■ **JOB**
Repeat every item below word for word, changing nothing.

■ **TASK MATERIAL**

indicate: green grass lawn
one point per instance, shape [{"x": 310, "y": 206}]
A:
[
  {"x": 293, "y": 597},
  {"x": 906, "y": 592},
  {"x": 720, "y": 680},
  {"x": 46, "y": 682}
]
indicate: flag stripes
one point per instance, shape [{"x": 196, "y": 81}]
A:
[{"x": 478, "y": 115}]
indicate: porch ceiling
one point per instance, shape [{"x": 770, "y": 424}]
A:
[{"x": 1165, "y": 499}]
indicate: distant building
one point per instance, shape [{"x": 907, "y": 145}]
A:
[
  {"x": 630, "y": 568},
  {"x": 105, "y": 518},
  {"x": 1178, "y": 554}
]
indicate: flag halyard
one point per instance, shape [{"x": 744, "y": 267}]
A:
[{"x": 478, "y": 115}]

■ **RESULT OF THE TASK**
indicate: green grass lawn
one point per instance, shape [{"x": 310, "y": 206}]
A:
[
  {"x": 293, "y": 597},
  {"x": 906, "y": 592},
  {"x": 720, "y": 680},
  {"x": 46, "y": 682}
]
indicate: flag stripes
one point per instance, shape [{"x": 196, "y": 81}]
A:
[{"x": 478, "y": 115}]
indicate: porch ceiling
one point per instance, shape [{"x": 770, "y": 424}]
A:
[{"x": 1165, "y": 499}]
indicate: distant building
one point per instance, shape [{"x": 907, "y": 145}]
A:
[
  {"x": 630, "y": 568},
  {"x": 105, "y": 518},
  {"x": 1178, "y": 554}
]
indicate: flag halyard
one point per instance, shape [{"x": 744, "y": 267}]
A:
[{"x": 478, "y": 115}]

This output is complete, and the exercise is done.